• Description of the task:
Could you repeat, word for word, every line from the one containing "Question. For every instance of the white fur" through the final line of the records below, and nothing else?

• Source data:

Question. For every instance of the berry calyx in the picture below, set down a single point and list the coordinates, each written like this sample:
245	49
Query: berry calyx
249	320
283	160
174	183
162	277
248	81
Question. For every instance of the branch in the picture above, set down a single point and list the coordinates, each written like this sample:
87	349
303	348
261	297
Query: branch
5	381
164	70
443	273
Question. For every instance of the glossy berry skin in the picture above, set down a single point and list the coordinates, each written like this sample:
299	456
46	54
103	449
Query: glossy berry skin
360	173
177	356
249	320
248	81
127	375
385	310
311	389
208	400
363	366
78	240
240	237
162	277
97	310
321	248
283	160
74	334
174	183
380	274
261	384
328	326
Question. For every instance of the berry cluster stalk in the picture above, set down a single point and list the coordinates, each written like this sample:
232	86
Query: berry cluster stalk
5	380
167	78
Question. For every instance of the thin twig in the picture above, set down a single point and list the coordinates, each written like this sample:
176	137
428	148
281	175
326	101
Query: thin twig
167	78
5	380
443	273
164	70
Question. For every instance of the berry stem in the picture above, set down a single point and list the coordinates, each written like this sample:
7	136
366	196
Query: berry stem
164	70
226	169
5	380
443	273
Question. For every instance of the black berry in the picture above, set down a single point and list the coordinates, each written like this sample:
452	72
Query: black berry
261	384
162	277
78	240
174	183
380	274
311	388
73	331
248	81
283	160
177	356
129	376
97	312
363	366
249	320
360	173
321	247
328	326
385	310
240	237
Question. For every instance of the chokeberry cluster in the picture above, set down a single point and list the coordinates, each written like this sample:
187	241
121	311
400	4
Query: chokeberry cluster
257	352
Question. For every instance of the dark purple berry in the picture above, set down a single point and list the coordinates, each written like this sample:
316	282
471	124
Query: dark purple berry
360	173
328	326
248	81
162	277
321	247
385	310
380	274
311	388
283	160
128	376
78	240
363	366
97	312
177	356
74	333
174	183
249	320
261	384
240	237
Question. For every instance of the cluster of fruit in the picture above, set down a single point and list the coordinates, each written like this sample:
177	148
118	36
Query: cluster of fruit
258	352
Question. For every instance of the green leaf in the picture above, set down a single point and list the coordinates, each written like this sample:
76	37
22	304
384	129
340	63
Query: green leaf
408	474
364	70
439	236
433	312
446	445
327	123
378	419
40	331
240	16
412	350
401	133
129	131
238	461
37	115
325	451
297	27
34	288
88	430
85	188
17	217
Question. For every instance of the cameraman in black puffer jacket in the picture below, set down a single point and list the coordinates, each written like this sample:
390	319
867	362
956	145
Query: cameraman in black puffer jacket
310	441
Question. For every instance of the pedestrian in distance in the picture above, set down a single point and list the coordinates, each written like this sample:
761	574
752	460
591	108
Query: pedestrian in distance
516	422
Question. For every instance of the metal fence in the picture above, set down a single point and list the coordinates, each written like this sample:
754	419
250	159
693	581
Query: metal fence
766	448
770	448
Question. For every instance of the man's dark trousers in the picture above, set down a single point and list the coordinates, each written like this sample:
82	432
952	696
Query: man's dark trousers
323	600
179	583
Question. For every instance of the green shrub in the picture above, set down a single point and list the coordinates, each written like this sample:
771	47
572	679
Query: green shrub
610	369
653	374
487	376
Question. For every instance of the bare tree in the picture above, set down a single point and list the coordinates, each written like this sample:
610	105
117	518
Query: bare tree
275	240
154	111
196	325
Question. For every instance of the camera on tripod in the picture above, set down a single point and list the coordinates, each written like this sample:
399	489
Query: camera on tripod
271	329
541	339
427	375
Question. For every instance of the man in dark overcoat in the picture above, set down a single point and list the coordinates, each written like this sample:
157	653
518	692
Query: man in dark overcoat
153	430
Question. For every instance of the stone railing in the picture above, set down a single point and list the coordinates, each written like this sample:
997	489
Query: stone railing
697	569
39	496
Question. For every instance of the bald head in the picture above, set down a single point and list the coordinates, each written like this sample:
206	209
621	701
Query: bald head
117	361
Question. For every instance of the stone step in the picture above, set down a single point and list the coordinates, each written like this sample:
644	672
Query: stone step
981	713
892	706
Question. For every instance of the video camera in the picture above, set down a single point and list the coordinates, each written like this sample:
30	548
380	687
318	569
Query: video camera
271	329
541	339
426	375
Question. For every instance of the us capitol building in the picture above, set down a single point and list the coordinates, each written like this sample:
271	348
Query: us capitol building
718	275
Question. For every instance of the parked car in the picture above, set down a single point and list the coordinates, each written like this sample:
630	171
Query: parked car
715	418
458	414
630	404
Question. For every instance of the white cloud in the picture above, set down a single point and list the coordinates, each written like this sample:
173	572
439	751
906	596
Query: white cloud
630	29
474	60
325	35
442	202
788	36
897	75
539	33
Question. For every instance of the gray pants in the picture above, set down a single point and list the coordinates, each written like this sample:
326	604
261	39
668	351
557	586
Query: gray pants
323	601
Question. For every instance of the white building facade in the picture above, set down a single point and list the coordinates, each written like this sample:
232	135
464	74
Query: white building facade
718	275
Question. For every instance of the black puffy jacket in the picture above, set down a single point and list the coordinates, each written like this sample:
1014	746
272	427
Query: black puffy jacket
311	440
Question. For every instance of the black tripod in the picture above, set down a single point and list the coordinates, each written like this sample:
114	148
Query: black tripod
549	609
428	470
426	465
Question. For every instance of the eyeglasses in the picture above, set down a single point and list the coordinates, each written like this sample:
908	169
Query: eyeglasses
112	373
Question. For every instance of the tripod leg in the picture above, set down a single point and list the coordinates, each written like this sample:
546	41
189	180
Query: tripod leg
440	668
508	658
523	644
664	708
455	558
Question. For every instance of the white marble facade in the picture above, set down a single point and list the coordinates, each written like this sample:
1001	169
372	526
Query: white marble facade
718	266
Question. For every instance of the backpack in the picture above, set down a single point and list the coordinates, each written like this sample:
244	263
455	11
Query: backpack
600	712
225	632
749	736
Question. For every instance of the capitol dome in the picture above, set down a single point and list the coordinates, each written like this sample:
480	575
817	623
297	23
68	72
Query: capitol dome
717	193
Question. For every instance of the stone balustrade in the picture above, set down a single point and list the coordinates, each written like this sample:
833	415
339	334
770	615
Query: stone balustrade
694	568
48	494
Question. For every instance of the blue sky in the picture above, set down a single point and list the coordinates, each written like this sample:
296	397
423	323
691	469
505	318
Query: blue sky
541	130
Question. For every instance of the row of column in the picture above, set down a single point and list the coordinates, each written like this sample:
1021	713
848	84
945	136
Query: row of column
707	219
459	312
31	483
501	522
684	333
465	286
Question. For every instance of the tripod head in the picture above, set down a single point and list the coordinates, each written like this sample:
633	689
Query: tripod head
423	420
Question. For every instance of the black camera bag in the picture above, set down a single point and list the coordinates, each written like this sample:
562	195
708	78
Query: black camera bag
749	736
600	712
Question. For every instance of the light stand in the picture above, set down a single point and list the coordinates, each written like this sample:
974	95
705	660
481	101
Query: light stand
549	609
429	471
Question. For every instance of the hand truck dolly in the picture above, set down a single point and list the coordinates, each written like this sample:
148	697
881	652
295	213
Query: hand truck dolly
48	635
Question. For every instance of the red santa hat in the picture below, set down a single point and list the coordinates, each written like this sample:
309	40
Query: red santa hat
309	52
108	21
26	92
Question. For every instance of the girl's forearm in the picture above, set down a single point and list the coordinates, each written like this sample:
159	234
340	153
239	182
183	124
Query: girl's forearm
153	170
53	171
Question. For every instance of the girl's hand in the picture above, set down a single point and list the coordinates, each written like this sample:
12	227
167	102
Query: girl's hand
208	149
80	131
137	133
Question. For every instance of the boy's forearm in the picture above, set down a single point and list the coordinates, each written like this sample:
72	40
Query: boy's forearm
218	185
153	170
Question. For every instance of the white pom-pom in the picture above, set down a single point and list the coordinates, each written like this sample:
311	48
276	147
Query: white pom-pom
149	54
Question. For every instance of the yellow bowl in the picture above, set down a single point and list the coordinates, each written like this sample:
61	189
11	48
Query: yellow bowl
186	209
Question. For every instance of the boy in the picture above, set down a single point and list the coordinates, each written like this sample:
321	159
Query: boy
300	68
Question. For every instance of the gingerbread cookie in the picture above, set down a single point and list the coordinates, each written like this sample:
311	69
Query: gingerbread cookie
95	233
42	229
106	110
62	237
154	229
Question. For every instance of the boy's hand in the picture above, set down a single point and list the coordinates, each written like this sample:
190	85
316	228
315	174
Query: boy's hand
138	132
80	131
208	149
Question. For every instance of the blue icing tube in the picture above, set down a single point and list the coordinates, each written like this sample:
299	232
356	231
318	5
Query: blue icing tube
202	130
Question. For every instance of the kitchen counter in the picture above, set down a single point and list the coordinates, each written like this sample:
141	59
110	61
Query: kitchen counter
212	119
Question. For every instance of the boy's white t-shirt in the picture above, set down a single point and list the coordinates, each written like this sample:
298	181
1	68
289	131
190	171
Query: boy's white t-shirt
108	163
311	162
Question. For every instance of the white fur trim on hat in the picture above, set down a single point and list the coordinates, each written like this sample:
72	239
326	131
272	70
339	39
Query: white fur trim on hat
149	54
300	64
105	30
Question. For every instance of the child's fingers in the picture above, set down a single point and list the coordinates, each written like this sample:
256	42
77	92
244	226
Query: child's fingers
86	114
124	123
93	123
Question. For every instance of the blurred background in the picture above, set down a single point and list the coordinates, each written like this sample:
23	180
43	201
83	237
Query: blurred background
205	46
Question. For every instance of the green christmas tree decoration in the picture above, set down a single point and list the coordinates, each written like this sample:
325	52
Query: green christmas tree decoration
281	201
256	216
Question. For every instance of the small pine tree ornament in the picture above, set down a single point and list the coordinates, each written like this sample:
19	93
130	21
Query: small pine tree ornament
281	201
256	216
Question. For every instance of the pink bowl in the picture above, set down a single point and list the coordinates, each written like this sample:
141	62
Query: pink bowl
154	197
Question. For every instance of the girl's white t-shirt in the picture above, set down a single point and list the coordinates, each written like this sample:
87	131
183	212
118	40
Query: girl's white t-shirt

• Worked solution:
Question. For every instance of the white fur trim on hat in the picture above, set down a single point and list the coordinates, each written like this sample:
72	239
326	131
272	70
339	39
Query: white fur trim on hat
149	54
300	64
105	30
Question. For every instance of the child's fingers in the picture above, set down a single point and list the coordinates, each written like this sample:
256	42
77	92
244	226
Query: child's fingers
86	114
124	123
93	123
Question. For every instance of the blurred background in the picture above, set down a single point and list the coordinates, each written like this sample:
23	180
43	201
83	237
Query: blurred background
205	46
Question. For every instance of the green christmas tree decoration in the picture above, set down a single point and list the coordinates, each written like this sample:
325	52
Query: green christmas tree decoration
281	201
256	216
Question. For every instance of the small pine tree ornament in the picture above, set down a single point and list the coordinates, each written like this sample:
19	93
130	21
Query: small pine tree ornament
281	201
256	216
Question. For every instance of the pink bowl in the picture above, set down a single point and list the coordinates, each written like this sample:
141	62
Query: pink bowl
154	197
Question. For every instance of the girl's white t-shirt in the picture above, set down a single point and list the coordinates, each written like this sample:
87	131
183	212
118	40
Query: girl's white t-shirt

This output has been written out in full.